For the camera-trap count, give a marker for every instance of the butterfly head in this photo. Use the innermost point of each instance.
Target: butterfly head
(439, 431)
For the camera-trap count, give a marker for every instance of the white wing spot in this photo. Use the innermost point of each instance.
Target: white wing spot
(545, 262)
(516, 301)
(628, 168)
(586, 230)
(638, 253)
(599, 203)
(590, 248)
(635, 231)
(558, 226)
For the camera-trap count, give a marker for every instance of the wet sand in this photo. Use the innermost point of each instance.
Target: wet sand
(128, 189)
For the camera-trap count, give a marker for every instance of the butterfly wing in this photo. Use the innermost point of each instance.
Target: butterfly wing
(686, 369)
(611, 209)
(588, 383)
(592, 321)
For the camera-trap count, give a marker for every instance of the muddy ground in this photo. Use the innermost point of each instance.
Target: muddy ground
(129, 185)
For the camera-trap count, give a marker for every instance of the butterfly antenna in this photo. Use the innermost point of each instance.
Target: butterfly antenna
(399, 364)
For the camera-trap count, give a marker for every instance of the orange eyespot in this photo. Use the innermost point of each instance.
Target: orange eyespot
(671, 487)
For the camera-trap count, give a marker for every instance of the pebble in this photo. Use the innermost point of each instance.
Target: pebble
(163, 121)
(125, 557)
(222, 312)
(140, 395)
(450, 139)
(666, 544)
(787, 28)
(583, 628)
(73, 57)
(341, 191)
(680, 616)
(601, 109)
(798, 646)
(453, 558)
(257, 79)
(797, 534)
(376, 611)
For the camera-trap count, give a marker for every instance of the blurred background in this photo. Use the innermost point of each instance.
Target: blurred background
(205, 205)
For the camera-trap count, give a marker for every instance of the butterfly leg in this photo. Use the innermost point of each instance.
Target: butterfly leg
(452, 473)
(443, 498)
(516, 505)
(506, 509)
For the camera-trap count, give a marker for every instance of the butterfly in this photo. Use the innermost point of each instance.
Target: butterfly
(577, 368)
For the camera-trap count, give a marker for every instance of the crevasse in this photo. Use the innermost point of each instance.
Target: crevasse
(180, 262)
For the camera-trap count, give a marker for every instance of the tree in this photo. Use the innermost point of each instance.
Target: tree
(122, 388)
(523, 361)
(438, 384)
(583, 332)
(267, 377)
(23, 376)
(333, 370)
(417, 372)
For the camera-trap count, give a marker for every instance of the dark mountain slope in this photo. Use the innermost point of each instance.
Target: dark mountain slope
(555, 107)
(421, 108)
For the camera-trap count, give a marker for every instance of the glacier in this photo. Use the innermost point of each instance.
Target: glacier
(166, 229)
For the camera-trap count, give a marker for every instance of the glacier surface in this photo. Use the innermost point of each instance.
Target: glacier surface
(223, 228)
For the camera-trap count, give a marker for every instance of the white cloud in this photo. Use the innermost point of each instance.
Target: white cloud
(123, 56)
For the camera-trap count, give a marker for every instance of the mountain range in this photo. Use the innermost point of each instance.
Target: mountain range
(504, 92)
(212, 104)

**********

Your task – With nothing added or dropped, write out every entry.

Solution for this problem –
For the camera-trap count, give a marker for every instance of the butterfly head in this photo. Use the innermost point of each instance.
Target: butterfly head
(439, 431)
For the camera-trap count, give a marker for every instance of the white wing spot in this photo. Use the innermost point of each instance.
Target: white wing spot
(545, 262)
(516, 301)
(628, 168)
(586, 230)
(638, 253)
(599, 203)
(590, 248)
(635, 231)
(558, 226)
For the camera-trap count, give a marker for every instance of the wet sand in this photo. Use the innermost point of each instance.
Target: wet sand
(128, 189)
For the camera-trap count, give a marker for every instance of the butterfly wing in this photo. Use the innermost point of each instance.
Target: butterfly wing
(686, 369)
(611, 209)
(588, 383)
(592, 321)
For the camera-trap count, give a marker for every instance of the muddy ground in this photo. Use the innermost point of each instance.
Target: muddy ground
(129, 185)
For the camera-trap count, give a marker for every instance of the butterfly antenna in this photo. Use the innermost point of each instance.
Target: butterfly antenna
(399, 364)
For the camera-trap count, give a marker for every instance of the orange eyespot in this photo. Use the innermost point of each instance.
Target: orange eyespot
(671, 487)
For the camera-trap count, give a marker for every instance of the pebble in this photo. Use the innermost point of each instance.
Target: pebble
(163, 121)
(125, 557)
(222, 312)
(140, 395)
(450, 139)
(666, 544)
(787, 28)
(583, 628)
(73, 57)
(341, 191)
(680, 616)
(601, 109)
(798, 646)
(453, 558)
(257, 79)
(797, 534)
(376, 611)
For the camera-trap count, give a marker for every instance of the blurred background in this photo. Use the innermost point of each instance.
Target: blurred background
(205, 205)
For the camera-trap count, give a marker for every instance of the butterfly leg in this photo. Use the innermost point of each instance.
Target: butterfly leg
(452, 473)
(443, 498)
(516, 505)
(506, 509)
For the camera-trap count, give a marker for every instance of the butterfly in this photo. Use the innermost point of each instance.
Target: butterfly
(577, 368)
For the camera-trap count, give a marker for every instance of the crevasse in this photo. Use the innermost point of each instance.
Target: crevasse
(180, 262)
For the camera-trap count, give a marker for every instance of the tree in this photo. Use the innermost point of each instance.
Target: tree
(122, 388)
(523, 361)
(438, 384)
(583, 332)
(267, 377)
(23, 376)
(333, 370)
(417, 372)
For the camera-trap count, give a marker for every instance of the dark mountain slope in this photo. Use the innermost point of each instance.
Target: dark mountain slope
(555, 107)
(421, 108)
For the camera-trap count, give a marker for every instance of the glacier in this photo. Use the innermost point of each instance.
Target: glacier
(166, 229)
For the camera-trap count, give a marker for every instance of the glacier surface in this photo. Use the innermost point of each instance.
Target: glacier surface
(223, 228)
For the camera-trap count, give a marker for every instance of the white cloud in this photo. Use the innermost point of each instance.
Target: white cloud
(123, 56)
For the camera-trap count, give a marker for every instance of the mountain range in this photo. Use the innermost point of each instance.
Target: mountain range
(504, 92)
(212, 104)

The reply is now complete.